Entries for labeling object positions
***

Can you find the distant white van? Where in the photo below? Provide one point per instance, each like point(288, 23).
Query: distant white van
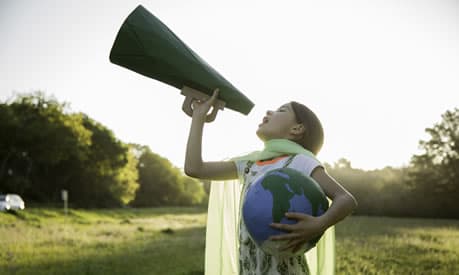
point(11, 202)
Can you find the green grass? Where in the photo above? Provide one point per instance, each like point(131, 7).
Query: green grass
point(171, 241)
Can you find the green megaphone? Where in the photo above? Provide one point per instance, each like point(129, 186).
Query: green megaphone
point(147, 46)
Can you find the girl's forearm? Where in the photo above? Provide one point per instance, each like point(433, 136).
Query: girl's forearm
point(193, 156)
point(342, 206)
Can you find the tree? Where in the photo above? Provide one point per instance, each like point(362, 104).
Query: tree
point(44, 148)
point(435, 173)
point(163, 184)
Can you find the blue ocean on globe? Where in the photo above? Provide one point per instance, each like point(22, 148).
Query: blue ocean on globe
point(273, 194)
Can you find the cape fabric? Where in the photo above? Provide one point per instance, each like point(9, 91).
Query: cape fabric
point(222, 230)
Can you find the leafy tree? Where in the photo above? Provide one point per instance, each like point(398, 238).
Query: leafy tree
point(163, 184)
point(37, 137)
point(435, 173)
point(44, 148)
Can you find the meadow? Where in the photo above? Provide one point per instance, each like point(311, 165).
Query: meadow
point(171, 241)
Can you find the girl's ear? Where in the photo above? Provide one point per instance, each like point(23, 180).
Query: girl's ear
point(298, 130)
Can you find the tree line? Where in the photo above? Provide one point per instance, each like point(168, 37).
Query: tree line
point(427, 187)
point(45, 148)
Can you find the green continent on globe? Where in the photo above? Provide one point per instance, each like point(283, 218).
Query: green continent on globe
point(277, 181)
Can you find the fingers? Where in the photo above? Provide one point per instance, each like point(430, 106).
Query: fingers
point(283, 227)
point(296, 216)
point(283, 237)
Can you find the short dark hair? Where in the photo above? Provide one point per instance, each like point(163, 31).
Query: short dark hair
point(313, 137)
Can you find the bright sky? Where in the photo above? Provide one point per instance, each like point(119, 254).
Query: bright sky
point(377, 73)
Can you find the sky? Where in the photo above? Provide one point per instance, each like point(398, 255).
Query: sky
point(377, 73)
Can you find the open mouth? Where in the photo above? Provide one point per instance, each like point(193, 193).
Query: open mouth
point(265, 120)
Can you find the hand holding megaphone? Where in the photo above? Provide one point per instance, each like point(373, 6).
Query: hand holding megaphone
point(198, 104)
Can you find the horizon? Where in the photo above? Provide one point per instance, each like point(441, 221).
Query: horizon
point(376, 74)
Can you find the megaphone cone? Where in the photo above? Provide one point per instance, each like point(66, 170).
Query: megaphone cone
point(147, 46)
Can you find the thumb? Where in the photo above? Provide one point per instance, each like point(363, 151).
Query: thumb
point(296, 216)
point(214, 96)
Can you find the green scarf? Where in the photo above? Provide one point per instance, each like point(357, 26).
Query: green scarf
point(223, 216)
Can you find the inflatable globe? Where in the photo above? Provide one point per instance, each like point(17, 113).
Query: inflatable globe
point(273, 194)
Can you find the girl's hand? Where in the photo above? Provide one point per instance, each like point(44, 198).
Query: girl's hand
point(201, 108)
point(300, 233)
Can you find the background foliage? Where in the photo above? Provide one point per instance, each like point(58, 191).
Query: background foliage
point(45, 148)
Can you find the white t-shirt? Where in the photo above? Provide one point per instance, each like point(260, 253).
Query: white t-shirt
point(252, 260)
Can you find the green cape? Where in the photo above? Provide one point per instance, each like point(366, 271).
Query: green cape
point(223, 220)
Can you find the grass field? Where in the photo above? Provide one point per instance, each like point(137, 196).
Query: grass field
point(171, 241)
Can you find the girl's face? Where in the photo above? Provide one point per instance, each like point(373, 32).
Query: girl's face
point(278, 124)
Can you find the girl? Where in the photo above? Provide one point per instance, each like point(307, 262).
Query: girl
point(293, 136)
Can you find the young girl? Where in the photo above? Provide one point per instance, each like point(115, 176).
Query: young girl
point(293, 136)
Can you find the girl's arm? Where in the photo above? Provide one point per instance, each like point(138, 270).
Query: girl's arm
point(343, 203)
point(307, 227)
point(194, 165)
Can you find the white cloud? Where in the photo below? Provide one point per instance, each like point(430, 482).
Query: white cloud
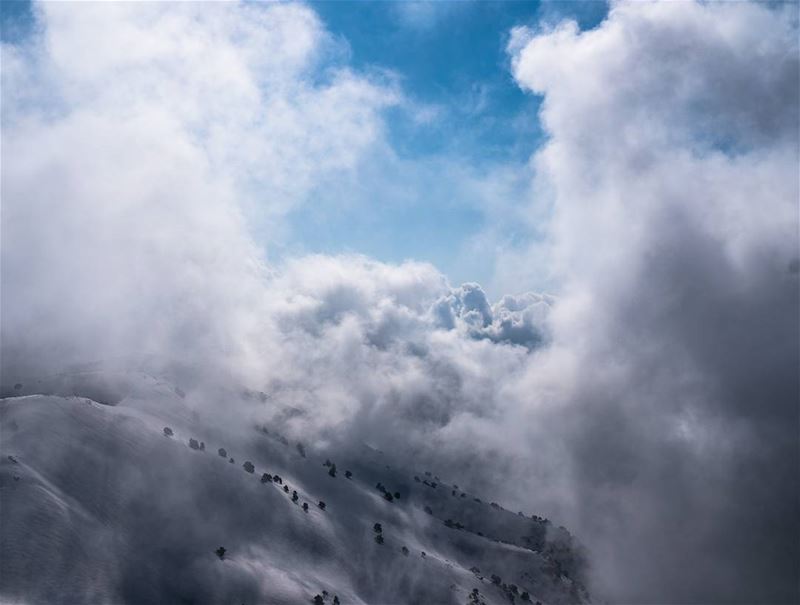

***

Please pick out each line in the material above that contains the word "grass", and copy those lines in full.

• _Exercise answer_
Can you find the green grass? Where in the photo above? Provide one point per instance, each like point(131, 7).
Query: green grass
Can you find the grass field? Where in the photo above? Provide one point per instance, each like point(137, 196).
Query: grass field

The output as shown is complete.